Copy the line with "Target: green grass" and all lines following it through the last line of the entries, exactly as written.

[Provided information]
=-=-=

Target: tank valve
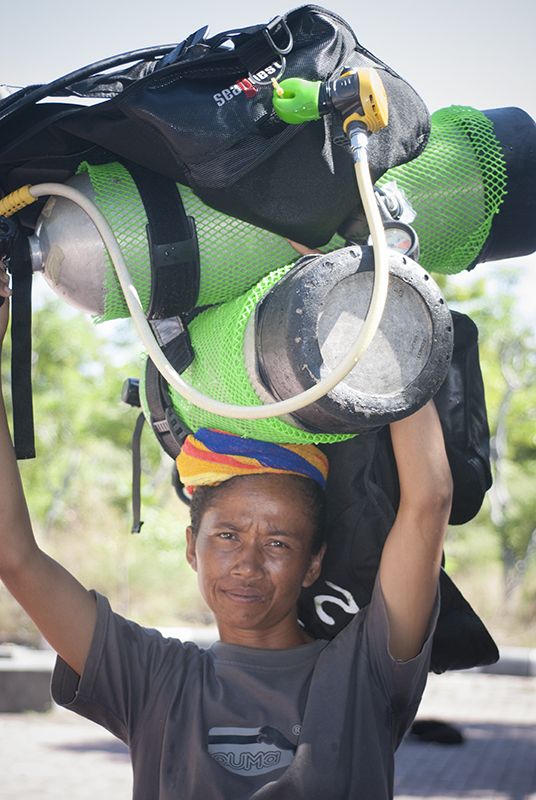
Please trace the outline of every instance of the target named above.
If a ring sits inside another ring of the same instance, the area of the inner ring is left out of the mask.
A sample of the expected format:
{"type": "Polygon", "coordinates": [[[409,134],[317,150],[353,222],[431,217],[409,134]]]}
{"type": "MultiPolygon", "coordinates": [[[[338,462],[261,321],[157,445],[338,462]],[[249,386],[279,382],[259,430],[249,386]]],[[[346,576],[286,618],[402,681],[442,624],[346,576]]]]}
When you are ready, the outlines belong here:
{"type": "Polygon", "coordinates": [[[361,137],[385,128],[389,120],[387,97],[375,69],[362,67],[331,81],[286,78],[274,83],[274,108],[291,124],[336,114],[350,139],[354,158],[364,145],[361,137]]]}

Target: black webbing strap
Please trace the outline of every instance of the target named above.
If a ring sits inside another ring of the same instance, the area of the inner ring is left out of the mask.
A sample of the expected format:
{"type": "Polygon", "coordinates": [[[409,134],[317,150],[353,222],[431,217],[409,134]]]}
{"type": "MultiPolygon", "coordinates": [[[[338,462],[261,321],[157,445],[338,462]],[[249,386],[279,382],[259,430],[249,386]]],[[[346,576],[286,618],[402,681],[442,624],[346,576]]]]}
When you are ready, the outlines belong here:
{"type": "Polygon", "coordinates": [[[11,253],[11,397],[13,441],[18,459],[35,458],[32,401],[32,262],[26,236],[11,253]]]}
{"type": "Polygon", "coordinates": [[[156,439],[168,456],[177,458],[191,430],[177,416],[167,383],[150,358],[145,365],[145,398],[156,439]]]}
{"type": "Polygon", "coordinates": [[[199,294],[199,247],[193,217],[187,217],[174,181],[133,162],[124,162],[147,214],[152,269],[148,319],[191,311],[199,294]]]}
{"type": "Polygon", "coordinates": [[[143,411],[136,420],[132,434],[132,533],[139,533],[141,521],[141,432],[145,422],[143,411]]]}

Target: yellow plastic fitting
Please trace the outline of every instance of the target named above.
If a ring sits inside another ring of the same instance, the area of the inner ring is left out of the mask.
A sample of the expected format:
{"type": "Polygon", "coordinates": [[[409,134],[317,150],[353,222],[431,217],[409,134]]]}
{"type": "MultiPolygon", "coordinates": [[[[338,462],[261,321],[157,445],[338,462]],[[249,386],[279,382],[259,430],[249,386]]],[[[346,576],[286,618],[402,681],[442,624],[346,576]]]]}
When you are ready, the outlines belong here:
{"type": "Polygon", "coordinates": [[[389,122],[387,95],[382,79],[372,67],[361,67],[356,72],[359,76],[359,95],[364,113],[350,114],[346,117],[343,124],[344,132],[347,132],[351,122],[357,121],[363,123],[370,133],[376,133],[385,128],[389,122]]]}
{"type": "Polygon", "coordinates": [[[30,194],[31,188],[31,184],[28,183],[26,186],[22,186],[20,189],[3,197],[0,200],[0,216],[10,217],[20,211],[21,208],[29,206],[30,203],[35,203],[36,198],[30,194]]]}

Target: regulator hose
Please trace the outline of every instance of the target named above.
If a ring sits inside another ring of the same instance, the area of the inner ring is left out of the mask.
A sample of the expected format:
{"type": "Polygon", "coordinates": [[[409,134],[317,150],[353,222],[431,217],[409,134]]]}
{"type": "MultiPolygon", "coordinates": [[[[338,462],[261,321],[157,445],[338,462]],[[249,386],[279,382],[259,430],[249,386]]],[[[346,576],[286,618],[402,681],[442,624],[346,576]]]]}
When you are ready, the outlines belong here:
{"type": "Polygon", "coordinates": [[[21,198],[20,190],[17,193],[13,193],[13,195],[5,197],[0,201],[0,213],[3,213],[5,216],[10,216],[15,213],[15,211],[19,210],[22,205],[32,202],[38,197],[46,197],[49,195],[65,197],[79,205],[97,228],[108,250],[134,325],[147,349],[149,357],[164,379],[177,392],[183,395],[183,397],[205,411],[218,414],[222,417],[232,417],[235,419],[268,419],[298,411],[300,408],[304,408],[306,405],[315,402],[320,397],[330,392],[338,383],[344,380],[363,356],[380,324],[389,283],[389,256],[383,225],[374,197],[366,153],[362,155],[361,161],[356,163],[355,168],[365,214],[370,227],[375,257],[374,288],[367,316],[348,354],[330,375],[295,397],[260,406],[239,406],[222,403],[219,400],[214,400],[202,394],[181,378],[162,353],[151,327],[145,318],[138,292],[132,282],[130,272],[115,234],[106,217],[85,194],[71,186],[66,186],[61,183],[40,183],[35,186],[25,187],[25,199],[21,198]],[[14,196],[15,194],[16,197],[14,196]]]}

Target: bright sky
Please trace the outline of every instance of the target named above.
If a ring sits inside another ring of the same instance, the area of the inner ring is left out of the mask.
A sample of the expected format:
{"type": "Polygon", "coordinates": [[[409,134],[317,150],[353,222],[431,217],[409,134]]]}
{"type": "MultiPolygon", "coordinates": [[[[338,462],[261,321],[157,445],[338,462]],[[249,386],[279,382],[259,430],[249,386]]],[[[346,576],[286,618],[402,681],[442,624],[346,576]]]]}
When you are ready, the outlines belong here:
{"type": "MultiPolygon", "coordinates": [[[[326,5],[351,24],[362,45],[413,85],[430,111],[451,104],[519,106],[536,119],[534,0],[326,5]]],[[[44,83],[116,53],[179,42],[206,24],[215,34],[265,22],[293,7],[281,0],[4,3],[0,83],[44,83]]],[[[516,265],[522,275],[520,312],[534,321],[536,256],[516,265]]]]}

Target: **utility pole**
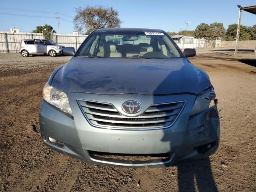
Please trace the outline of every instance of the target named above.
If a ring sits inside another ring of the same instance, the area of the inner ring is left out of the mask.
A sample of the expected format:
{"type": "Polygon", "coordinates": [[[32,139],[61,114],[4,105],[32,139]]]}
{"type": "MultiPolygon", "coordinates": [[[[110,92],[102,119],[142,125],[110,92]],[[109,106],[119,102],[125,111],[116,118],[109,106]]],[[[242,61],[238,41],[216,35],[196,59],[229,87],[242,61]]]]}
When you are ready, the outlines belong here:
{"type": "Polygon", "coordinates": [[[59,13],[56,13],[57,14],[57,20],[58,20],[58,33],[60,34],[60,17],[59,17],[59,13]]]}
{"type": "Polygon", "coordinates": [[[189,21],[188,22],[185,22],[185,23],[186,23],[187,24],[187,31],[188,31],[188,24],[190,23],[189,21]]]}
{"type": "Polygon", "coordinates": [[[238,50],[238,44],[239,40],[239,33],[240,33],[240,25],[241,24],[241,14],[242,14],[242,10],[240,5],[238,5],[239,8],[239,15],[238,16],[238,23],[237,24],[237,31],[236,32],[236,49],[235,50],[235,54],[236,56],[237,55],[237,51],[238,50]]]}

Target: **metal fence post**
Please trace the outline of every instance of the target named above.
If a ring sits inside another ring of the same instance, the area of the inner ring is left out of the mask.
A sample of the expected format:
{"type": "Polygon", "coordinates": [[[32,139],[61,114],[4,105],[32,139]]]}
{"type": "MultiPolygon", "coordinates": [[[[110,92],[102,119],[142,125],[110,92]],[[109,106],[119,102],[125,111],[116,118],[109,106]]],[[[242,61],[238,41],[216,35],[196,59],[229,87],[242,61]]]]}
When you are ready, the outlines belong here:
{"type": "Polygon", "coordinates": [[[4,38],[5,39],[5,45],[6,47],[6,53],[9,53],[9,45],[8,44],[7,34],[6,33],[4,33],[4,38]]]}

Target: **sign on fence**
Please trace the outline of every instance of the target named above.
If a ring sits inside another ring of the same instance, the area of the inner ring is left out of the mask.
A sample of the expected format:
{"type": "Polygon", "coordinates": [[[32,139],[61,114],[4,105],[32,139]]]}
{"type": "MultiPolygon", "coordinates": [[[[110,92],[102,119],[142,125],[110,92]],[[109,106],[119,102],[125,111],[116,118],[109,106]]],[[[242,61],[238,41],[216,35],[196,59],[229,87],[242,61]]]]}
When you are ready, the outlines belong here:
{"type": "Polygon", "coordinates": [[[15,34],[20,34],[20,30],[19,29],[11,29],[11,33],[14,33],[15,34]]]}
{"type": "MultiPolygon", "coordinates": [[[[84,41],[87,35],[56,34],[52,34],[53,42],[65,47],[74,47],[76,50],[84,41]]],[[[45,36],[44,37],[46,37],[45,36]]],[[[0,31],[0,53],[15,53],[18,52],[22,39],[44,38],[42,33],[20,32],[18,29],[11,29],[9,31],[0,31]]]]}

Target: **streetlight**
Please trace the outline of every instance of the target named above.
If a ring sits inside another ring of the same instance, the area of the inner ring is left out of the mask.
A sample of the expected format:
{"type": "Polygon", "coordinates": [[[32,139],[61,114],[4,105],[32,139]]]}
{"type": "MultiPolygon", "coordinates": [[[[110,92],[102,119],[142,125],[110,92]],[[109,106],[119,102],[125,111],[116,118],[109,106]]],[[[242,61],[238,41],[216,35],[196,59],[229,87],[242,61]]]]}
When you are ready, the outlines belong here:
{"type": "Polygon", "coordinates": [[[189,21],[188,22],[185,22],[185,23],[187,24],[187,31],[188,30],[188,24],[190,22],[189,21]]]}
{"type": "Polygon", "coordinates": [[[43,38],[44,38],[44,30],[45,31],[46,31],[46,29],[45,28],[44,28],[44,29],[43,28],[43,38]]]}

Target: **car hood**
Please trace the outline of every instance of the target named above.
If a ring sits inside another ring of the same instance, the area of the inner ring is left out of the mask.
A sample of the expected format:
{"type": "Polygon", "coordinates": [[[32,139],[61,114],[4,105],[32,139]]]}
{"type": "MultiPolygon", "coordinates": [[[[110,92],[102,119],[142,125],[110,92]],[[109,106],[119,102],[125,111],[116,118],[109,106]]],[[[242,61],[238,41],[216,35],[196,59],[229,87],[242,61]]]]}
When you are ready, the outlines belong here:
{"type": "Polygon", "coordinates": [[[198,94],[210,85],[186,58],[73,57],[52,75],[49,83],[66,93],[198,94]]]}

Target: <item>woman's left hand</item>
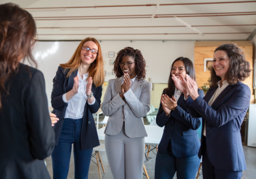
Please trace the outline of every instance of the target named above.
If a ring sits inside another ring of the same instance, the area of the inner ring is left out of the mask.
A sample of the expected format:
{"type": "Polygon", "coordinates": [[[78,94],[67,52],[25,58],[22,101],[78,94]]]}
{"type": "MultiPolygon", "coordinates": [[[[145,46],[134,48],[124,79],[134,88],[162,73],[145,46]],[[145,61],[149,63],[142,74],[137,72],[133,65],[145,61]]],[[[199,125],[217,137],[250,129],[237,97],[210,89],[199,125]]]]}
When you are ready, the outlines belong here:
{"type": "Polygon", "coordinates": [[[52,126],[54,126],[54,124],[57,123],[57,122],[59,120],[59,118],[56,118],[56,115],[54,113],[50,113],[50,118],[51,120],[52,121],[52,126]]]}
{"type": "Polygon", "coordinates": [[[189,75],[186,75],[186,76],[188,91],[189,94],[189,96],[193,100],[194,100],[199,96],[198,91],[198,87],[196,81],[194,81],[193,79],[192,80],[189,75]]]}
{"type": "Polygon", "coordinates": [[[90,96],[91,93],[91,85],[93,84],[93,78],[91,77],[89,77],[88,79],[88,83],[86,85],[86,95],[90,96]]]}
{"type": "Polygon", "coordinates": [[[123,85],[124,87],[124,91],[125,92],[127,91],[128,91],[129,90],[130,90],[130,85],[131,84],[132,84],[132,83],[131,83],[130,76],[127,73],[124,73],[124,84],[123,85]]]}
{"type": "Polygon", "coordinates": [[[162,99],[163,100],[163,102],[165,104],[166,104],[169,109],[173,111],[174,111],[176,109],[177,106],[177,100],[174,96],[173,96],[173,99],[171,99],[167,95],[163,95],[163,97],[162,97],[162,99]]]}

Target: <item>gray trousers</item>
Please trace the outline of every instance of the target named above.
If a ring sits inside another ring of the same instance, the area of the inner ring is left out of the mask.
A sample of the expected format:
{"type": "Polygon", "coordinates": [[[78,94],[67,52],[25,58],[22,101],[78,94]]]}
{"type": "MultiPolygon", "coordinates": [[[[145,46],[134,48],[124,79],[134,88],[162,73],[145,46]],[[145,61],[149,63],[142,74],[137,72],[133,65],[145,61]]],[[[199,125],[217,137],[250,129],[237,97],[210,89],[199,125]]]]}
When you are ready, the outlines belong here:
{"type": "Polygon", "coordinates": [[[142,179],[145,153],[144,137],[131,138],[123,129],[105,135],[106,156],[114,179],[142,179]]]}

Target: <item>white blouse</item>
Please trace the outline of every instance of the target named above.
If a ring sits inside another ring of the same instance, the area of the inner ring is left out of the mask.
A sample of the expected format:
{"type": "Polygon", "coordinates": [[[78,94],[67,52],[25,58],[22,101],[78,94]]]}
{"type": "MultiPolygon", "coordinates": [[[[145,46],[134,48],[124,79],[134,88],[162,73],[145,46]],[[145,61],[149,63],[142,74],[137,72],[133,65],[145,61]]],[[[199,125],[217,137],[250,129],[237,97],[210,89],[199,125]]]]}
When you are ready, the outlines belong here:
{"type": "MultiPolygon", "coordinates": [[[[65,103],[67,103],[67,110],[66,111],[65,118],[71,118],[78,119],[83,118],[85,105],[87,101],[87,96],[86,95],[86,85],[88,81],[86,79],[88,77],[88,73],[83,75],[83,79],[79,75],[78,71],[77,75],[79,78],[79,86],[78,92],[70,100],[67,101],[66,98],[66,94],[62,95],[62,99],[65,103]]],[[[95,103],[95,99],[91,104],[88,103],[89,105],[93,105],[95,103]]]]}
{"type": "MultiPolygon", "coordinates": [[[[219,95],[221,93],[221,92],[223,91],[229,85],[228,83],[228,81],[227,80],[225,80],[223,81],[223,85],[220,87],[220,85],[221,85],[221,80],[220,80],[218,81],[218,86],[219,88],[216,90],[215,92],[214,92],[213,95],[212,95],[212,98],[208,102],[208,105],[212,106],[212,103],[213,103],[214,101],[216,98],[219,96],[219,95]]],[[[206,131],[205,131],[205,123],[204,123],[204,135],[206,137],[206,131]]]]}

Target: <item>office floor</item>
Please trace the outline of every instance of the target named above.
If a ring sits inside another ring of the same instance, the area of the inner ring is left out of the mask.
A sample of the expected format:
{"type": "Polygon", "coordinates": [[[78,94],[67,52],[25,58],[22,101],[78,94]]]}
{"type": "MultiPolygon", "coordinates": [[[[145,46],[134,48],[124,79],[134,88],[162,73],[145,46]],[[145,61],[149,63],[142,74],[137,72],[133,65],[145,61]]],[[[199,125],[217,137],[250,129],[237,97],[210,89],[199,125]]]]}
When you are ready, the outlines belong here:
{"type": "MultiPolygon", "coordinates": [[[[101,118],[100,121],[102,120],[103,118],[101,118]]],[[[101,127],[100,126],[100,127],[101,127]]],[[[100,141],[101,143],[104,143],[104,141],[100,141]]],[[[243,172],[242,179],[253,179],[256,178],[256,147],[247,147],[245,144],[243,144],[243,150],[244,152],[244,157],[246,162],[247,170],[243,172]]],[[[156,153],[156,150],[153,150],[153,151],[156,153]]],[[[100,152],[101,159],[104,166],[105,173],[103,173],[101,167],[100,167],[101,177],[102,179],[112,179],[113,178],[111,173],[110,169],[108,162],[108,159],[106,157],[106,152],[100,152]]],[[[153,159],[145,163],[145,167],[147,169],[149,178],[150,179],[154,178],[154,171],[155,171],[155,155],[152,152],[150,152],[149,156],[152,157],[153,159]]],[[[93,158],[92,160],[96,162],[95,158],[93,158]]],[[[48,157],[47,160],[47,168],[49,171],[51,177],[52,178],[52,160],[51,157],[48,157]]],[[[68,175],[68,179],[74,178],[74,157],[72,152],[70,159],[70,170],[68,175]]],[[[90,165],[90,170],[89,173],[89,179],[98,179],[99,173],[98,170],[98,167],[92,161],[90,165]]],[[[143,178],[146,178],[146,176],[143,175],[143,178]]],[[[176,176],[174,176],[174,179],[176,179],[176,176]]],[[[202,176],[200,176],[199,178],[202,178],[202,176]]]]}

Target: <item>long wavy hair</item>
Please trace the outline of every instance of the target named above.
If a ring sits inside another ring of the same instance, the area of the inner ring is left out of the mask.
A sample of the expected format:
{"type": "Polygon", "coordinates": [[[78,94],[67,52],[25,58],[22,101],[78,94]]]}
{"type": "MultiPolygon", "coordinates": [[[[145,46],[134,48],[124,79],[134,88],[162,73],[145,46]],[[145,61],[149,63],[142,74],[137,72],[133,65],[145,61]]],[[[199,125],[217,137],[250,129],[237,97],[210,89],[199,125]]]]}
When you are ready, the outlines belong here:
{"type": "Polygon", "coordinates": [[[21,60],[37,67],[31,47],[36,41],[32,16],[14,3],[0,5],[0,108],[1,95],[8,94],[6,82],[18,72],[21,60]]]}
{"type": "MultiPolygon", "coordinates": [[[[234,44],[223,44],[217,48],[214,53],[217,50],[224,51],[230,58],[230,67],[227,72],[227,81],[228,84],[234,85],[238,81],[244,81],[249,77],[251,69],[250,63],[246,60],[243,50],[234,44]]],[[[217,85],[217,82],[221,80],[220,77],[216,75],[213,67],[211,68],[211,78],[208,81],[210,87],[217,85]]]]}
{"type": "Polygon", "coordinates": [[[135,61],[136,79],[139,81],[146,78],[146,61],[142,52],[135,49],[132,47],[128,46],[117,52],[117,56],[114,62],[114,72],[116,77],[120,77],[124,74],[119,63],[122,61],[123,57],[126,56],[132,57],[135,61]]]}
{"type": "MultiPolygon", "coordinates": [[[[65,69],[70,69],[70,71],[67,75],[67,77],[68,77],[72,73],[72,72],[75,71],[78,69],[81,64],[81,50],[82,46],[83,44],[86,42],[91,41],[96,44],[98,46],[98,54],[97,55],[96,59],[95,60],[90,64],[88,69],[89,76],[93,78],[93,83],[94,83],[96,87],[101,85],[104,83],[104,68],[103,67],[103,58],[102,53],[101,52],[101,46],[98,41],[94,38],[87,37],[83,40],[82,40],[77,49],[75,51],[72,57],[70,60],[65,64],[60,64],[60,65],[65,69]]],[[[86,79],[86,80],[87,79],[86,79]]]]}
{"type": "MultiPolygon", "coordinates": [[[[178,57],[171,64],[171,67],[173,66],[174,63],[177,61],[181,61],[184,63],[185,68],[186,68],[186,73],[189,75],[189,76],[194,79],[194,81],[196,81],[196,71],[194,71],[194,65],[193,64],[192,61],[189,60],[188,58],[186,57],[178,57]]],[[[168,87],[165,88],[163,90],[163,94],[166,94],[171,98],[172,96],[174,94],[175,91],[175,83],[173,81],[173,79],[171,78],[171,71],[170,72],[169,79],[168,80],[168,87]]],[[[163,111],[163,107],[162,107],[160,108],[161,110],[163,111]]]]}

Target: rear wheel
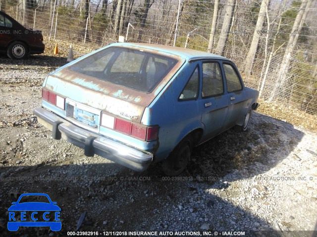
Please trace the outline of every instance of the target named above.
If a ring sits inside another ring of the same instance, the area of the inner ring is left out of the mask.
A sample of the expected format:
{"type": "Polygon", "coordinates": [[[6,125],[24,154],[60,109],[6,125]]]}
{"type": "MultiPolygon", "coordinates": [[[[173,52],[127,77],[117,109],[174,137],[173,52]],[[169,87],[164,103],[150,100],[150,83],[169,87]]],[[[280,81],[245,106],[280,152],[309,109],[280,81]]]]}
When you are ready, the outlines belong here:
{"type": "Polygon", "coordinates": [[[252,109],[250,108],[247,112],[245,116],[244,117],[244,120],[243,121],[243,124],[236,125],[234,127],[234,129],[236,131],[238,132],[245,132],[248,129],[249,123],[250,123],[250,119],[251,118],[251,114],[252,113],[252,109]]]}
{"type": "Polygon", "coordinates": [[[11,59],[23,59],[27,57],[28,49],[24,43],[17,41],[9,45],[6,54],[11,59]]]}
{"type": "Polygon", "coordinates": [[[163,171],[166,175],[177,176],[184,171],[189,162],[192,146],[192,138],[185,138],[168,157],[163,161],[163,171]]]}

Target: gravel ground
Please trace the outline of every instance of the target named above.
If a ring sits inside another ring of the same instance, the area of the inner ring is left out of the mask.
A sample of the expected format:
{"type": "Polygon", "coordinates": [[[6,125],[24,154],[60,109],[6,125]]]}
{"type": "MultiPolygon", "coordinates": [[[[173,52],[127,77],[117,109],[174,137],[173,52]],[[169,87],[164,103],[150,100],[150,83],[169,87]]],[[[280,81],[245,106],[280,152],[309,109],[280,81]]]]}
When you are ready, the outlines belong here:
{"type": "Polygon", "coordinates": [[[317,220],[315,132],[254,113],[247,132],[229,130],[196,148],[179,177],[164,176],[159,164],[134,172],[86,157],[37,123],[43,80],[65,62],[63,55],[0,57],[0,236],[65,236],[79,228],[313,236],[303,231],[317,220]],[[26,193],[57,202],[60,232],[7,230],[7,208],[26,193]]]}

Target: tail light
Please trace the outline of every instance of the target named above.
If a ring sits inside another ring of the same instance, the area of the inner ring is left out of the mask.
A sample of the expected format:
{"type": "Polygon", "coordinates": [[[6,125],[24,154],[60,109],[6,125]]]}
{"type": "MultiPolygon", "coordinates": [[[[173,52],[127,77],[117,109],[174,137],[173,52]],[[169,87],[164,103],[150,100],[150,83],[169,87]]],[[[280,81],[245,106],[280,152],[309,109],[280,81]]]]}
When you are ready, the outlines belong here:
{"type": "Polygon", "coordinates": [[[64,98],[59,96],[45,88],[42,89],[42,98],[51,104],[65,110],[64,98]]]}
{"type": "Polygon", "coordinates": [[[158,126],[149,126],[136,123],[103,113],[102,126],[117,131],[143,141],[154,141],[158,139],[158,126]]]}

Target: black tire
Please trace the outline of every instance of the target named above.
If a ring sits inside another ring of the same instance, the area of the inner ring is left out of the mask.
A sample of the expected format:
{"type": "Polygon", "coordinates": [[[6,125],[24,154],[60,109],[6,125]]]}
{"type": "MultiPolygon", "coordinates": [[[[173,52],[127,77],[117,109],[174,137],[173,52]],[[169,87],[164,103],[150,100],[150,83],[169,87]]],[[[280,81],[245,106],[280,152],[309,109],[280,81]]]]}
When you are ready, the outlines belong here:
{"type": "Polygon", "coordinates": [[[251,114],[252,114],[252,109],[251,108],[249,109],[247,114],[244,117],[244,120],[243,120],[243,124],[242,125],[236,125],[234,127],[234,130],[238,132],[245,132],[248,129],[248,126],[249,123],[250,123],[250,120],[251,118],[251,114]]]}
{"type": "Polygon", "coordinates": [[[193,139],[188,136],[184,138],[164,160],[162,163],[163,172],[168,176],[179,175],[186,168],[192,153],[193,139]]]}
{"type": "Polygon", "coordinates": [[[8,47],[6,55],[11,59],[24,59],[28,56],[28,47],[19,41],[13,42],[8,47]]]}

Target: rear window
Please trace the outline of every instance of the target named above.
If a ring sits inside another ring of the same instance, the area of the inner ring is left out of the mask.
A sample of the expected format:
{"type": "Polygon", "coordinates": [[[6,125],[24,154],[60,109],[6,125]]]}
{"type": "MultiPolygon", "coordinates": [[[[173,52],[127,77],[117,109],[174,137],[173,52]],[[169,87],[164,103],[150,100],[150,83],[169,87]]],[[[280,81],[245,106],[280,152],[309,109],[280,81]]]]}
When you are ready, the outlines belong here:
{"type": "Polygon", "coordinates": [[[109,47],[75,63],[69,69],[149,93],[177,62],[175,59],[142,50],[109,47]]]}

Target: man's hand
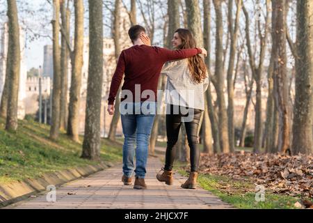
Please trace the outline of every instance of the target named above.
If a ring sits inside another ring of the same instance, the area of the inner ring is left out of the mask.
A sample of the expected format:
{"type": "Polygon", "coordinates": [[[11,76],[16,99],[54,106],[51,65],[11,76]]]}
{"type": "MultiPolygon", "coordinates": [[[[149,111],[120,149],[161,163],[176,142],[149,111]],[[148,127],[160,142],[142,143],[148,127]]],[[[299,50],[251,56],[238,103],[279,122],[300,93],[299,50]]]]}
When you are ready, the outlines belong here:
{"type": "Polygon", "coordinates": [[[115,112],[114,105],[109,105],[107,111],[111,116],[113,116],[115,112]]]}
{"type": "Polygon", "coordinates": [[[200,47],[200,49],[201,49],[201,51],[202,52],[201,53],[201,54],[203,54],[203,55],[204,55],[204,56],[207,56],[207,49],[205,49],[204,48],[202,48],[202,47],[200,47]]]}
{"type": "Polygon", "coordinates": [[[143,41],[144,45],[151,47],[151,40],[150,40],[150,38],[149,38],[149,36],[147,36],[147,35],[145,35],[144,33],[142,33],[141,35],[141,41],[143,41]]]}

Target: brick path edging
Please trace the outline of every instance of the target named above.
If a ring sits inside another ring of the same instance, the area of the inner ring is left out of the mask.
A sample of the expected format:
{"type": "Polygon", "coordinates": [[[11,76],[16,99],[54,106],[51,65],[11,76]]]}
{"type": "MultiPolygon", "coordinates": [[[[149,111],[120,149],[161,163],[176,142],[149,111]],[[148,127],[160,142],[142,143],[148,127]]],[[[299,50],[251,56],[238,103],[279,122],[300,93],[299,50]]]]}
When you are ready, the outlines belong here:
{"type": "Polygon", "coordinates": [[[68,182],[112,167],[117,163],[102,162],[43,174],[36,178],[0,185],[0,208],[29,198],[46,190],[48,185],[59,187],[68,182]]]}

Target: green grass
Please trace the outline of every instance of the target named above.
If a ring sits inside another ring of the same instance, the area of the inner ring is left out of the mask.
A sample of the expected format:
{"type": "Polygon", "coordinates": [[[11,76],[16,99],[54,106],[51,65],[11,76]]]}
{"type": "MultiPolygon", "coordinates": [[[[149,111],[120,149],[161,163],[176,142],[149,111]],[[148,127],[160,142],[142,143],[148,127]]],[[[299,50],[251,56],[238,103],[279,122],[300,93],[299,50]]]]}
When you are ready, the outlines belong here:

=-=-=

[Response to the exercise]
Target: green grass
Please trace the outline of every instance of the target named above.
If a ring sits inside another ring of the same instance, the area of the inner ring is left out of the mask.
A sample of the expected format:
{"type": "Polygon", "coordinates": [[[11,76],[16,99],[54,106],[51,65],[11,76]]]}
{"type": "MultiPolygon", "coordinates": [[[[149,111],[120,149],[161,163],[176,142],[149,111]],[[148,127],[160,142],[142,143],[148,127]]],[[[299,50],[251,56],[238,103],[279,122],[300,93],[299,50]]]]}
When you are ready, the outlines belong here:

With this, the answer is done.